___ DATA SHOWN ___
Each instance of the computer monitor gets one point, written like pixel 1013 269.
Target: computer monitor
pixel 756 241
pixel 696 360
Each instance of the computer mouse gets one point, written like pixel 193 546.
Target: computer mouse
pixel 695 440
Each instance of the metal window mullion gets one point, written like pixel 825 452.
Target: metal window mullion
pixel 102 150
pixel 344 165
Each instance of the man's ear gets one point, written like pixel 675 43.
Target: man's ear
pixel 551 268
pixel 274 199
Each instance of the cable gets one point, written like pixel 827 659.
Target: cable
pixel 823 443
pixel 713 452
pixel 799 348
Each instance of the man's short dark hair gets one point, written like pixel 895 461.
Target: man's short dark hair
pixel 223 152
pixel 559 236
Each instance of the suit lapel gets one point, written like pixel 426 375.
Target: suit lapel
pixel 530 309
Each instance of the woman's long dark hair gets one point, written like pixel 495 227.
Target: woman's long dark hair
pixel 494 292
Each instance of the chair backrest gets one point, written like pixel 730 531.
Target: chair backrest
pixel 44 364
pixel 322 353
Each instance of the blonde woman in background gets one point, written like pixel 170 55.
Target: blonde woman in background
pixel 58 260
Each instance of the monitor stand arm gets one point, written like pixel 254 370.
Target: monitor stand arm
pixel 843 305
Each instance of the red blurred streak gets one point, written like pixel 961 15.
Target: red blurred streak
___
* _INSTRUCTIONS TO FOLLOW_: Copy all of the entries above exactly as shown.

* _RESULT_:
Each instance of the computer monitor gets one point, written like pixel 1013 269.
Target: computer monitor
pixel 756 241
pixel 696 360
Each instance of the computer mouse gets one point, written like pixel 193 546.
Target: computer mouse
pixel 695 440
Each instance of the metal window mullion gets one point, written like pixel 825 452.
Target: metal window mullion
pixel 102 150
pixel 344 165
Each instance of the man's ear gets one point, written like pixel 675 43.
Target: man's ear
pixel 551 268
pixel 274 199
Each instance of the cable gets one point, written like pixel 827 659.
Target: cable
pixel 823 443
pixel 713 452
pixel 799 348
Each instance of the man's short dark hair gets one point, written like pixel 895 461.
Target: man's short dark hair
pixel 223 152
pixel 559 236
Each instance of the suit lapel gets one point, written like pixel 426 375.
Target: suit lapel
pixel 530 309
Each instance of the woman's long dark hair gets one point, written like pixel 495 227.
Target: woman's long dark hair
pixel 494 292
Each instance of the chair backrest gets one point, written like pixel 730 531.
Target: chair backrest
pixel 44 364
pixel 322 353
Each instance of the blonde woman in background gets one point, written like pixel 170 55.
Target: blonde woman in background
pixel 58 260
Each instance of the monitor stand arm gets one point, written like pixel 254 370.
Target: monitor stand arm
pixel 843 305
Each instance of the red blurred streak gets one point, written like pixel 961 15.
Target: red blurred streak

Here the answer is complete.